(Collection entries)
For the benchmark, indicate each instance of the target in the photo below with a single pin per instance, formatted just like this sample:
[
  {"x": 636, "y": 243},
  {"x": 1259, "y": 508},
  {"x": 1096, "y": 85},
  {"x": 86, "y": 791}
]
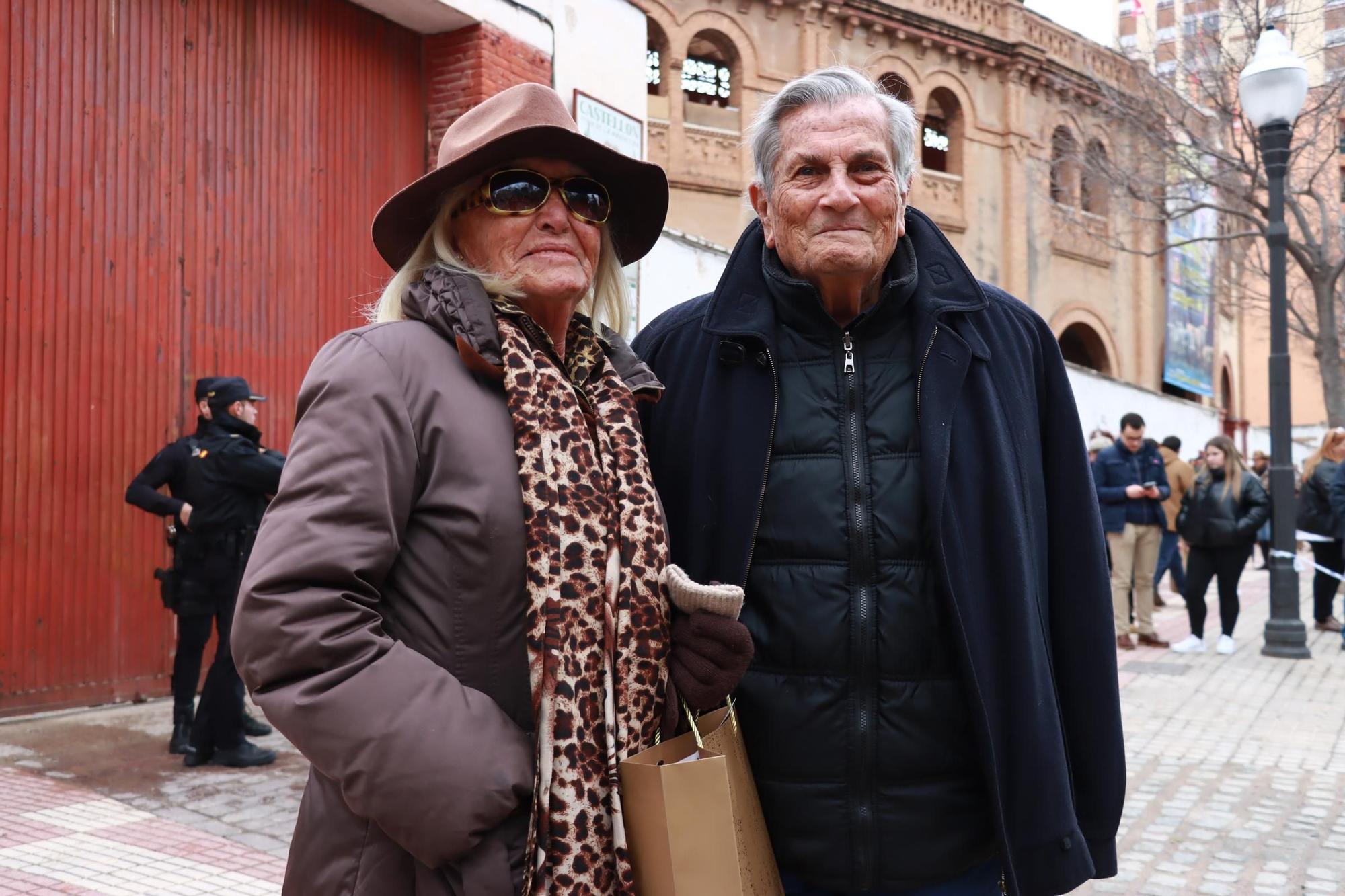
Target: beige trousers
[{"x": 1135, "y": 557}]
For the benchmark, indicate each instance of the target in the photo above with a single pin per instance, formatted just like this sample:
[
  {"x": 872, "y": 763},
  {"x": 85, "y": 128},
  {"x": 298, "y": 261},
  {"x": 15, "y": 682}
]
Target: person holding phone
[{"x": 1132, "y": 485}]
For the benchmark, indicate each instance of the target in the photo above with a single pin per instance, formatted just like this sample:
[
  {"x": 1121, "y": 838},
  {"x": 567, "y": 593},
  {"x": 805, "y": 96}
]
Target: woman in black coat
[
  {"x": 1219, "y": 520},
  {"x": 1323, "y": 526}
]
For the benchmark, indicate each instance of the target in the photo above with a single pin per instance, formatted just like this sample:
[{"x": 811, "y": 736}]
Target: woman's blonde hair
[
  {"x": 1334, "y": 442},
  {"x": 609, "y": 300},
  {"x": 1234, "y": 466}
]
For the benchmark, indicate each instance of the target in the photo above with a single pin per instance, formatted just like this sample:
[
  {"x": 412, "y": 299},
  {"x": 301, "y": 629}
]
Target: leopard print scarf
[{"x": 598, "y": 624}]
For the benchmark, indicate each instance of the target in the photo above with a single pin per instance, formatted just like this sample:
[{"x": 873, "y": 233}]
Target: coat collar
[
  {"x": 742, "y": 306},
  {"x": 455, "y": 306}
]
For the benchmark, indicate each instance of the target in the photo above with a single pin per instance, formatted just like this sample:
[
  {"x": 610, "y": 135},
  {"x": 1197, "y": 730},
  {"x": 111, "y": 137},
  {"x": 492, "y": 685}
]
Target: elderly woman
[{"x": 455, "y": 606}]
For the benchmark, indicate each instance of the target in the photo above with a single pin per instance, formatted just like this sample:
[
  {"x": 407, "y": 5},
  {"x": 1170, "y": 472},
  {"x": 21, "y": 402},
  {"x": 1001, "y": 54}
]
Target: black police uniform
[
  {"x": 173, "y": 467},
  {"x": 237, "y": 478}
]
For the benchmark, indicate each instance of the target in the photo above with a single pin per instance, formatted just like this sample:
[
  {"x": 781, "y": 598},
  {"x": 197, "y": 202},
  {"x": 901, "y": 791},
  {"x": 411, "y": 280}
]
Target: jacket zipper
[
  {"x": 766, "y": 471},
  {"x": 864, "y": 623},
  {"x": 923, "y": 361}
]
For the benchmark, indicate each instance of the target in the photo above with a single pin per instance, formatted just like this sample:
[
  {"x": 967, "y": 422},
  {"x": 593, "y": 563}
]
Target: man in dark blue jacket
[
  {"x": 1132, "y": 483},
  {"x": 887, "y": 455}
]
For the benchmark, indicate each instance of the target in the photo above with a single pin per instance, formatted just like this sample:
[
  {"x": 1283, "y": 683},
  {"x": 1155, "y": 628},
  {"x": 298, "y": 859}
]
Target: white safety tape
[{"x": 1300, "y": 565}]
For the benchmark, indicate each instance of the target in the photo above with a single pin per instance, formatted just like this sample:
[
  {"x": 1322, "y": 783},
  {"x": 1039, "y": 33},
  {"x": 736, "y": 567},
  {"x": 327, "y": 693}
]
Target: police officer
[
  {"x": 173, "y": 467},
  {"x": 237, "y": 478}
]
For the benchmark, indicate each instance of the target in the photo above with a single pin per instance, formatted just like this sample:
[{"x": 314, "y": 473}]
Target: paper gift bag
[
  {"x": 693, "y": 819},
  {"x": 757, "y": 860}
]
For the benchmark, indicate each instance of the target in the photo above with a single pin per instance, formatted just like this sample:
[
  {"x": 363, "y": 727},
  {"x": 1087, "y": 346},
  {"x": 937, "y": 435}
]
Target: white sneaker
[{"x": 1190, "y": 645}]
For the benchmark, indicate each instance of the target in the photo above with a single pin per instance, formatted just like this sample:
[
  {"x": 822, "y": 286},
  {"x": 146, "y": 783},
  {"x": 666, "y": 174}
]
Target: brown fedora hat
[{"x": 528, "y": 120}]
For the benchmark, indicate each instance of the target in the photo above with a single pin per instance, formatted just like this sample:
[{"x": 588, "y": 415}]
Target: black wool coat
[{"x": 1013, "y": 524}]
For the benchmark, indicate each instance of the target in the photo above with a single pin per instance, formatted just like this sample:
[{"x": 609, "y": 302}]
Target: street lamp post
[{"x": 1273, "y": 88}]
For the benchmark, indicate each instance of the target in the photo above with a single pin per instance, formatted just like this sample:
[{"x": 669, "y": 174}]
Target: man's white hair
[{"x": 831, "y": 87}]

What the exercise asks:
Could you reproduce every record above exactly, leaving out the pictures?

Exercise response:
For the benchmark, indicate each instance of the target in the photo below with a single pin per instance, formatted just like this sample:
[
  {"x": 636, "y": 243},
  {"x": 1259, "y": 508},
  {"x": 1096, "y": 85},
  {"x": 86, "y": 791}
]
Target: beige trousers
[{"x": 1135, "y": 557}]
For the benchmark, indicate each instance of the target in the photo above with a single pin per instance, formatted just like this sample:
[
  {"x": 872, "y": 763},
  {"x": 85, "y": 128},
  {"x": 298, "y": 261},
  {"x": 15, "y": 682}
]
Target: person holding phone
[{"x": 1132, "y": 485}]
For the benchmark, indicate each instance of the target in the photo above with a single pin per instance, formatted just like this sample:
[
  {"x": 1121, "y": 838},
  {"x": 567, "y": 593},
  {"x": 805, "y": 96}
]
Target: woman in black coat
[
  {"x": 1219, "y": 520},
  {"x": 1323, "y": 526}
]
For the benchmark, indicate each instance of the target in the photo above with a single pin per instance, formatted just like this sample:
[{"x": 811, "y": 736}]
Target: woman's blonde hair
[
  {"x": 1334, "y": 442},
  {"x": 609, "y": 300},
  {"x": 1234, "y": 466}
]
For the benchmark, indicate each instance of the target in the photo above with a single pin per instance, formatted just like this sample:
[
  {"x": 412, "y": 299},
  {"x": 301, "y": 629}
]
Target: leopard print scarf
[{"x": 598, "y": 624}]
For the benchmark, indicate each instance of the target in the photo above with a single pin per instance, formatted just like this sample:
[{"x": 873, "y": 233}]
Target: coat collar
[
  {"x": 742, "y": 306},
  {"x": 455, "y": 306}
]
For the benchmark, indicate each instance of the target in the photo above with a single pin per instance, formatted just like this sample:
[
  {"x": 610, "y": 135},
  {"x": 1197, "y": 730},
  {"x": 111, "y": 137},
  {"x": 492, "y": 685}
]
Target: elderly woman
[{"x": 455, "y": 606}]
For the benchmark, indicate each instance of the target in the photo above with a single pin per instance, formatted just like this sample:
[
  {"x": 407, "y": 5},
  {"x": 1170, "y": 472},
  {"x": 21, "y": 402},
  {"x": 1001, "y": 54}
]
Target: black police uniform
[
  {"x": 173, "y": 467},
  {"x": 237, "y": 478}
]
For the benchmark, indicate each instance of the target in the photo above with a single pin per instance, formatted just like this sample:
[
  {"x": 781, "y": 598},
  {"x": 197, "y": 202},
  {"x": 901, "y": 791},
  {"x": 411, "y": 280}
]
Target: jacket zipper
[
  {"x": 766, "y": 471},
  {"x": 864, "y": 623},
  {"x": 923, "y": 361}
]
For the benchmark, indicate each instance of the target in the photo above with a single pin per instance, formatted just like this sample:
[
  {"x": 967, "y": 422},
  {"x": 593, "y": 563}
]
Target: man in dark blue jacket
[
  {"x": 1132, "y": 483},
  {"x": 887, "y": 455}
]
For the benchmark, indicate each instance of the target in the photo above with a single pin per instance, formatted just like this sample:
[
  {"x": 1283, "y": 683},
  {"x": 1155, "y": 628},
  {"x": 298, "y": 859}
]
Target: white safety tape
[{"x": 1300, "y": 565}]
For the benchmark, indicate each instance of the target in the photo above with a single pin per instance, formatted just like this sample:
[
  {"x": 1322, "y": 783},
  {"x": 1039, "y": 33},
  {"x": 736, "y": 567},
  {"x": 327, "y": 693}
]
Target: police officer
[
  {"x": 173, "y": 467},
  {"x": 237, "y": 478}
]
For the benchmark, indicate each instance of the target in the photo above with a single pin per instance, formatted just like this sample:
[{"x": 314, "y": 473}]
Target: paper gift bag
[
  {"x": 693, "y": 819},
  {"x": 757, "y": 860}
]
For the benchmark, indicate each instance of the target in the photo above with a single pin per instance, formatted just like this sample:
[
  {"x": 363, "y": 727},
  {"x": 1087, "y": 346},
  {"x": 937, "y": 435}
]
Target: white sneaker
[{"x": 1190, "y": 645}]
For the benchmark, indicate each instance of the target in the photo above with a single pin per instance, formatted just like this sample:
[
  {"x": 822, "y": 286},
  {"x": 146, "y": 783},
  {"x": 666, "y": 174}
]
Target: brown fedora hat
[{"x": 528, "y": 120}]
For the benchmark, indicate each instance of the target in the photo above with a single pin per instance, formatted just like this sample:
[{"x": 588, "y": 415}]
Target: black wool coat
[{"x": 1013, "y": 524}]
For the benchmark, indicate each instance of the target in the photo above with a single pin per instance, formatted just like this sample:
[{"x": 609, "y": 302}]
Target: street lamp post
[{"x": 1273, "y": 88}]
For the benchmark, indicate each instance of the target in the photo above with a single pin per instance, formatted just like this sample:
[{"x": 669, "y": 174}]
Target: man's white hair
[{"x": 831, "y": 87}]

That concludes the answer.